Data excerpts
****************************************

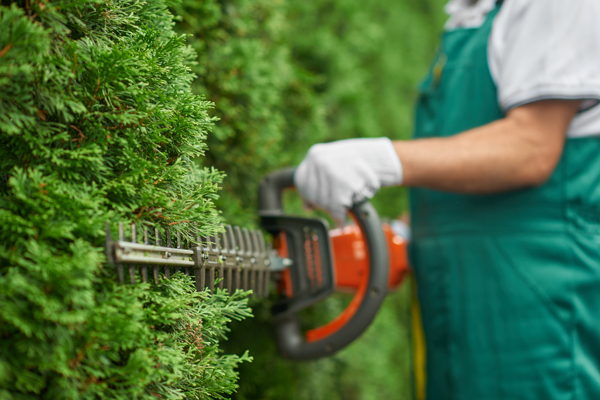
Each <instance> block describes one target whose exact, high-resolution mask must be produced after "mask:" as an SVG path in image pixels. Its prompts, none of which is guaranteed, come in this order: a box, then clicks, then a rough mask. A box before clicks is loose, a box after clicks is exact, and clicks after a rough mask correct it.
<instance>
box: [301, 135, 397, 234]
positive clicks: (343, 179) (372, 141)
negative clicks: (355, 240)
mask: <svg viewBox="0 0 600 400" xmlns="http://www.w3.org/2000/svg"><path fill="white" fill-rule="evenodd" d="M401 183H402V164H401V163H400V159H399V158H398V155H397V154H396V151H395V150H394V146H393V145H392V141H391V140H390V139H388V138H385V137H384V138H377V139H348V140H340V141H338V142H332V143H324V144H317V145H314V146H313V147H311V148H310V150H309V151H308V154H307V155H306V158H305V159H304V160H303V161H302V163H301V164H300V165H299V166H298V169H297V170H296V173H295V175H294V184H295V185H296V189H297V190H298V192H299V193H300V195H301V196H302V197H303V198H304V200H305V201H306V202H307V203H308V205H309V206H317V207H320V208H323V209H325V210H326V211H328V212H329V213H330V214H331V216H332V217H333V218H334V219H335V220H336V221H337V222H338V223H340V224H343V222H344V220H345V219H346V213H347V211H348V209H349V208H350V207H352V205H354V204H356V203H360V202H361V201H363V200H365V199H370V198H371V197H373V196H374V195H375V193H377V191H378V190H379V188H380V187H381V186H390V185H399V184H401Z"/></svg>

****************************************

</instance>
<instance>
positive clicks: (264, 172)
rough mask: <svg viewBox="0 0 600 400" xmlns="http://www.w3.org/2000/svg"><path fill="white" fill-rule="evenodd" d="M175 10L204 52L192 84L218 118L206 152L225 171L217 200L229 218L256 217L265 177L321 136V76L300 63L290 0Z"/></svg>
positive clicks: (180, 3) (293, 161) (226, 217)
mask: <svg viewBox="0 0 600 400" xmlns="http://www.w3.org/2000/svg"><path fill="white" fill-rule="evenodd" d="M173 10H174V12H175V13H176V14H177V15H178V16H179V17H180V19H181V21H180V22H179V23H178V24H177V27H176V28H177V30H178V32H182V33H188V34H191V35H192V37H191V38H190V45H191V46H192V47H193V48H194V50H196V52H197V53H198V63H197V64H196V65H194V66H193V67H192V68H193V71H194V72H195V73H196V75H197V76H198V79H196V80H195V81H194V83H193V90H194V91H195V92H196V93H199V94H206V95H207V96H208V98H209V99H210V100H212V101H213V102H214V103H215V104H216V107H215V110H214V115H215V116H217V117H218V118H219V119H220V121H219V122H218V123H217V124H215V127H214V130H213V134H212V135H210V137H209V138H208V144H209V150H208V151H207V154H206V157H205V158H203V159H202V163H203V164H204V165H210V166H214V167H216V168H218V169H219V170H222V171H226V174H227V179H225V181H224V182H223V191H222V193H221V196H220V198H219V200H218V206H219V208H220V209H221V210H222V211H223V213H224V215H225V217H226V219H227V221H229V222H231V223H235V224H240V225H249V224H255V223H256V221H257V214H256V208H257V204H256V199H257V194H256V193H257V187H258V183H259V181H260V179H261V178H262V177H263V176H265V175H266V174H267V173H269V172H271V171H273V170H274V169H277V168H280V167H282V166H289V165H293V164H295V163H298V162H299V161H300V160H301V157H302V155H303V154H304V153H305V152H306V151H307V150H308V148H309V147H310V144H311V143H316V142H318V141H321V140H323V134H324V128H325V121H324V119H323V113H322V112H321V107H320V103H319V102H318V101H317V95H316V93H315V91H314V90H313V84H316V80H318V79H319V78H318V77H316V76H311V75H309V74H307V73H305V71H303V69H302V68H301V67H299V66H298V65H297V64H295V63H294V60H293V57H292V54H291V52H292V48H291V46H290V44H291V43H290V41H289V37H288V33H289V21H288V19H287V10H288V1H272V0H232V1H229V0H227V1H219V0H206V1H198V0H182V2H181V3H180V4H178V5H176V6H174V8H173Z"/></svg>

****************************************

Looking at the records above, tally the lines holding "rough" and reply with that number only.

2